(Input data Opens)

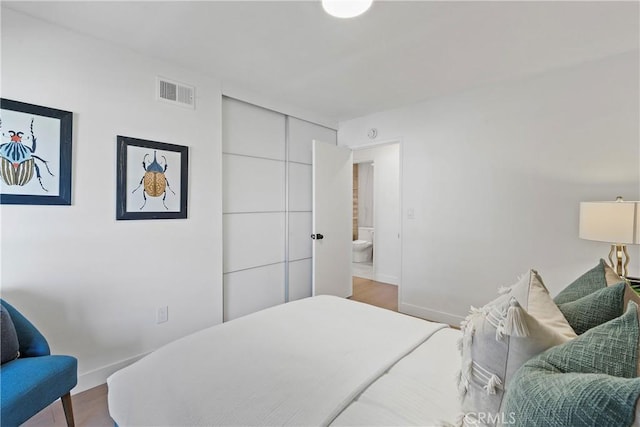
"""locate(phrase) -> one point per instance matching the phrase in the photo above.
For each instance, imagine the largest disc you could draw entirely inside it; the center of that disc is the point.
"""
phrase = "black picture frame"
(146, 175)
(35, 154)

(Input data Closes)

Could you copy out every line in the listing where the word "point" appears?

Finished task
"""locate(phrase) -> one point per instance matching the phrase in the photo above.
For each instance, imagine the largest disc you could draw entirely inside it; the center of that disc is the point.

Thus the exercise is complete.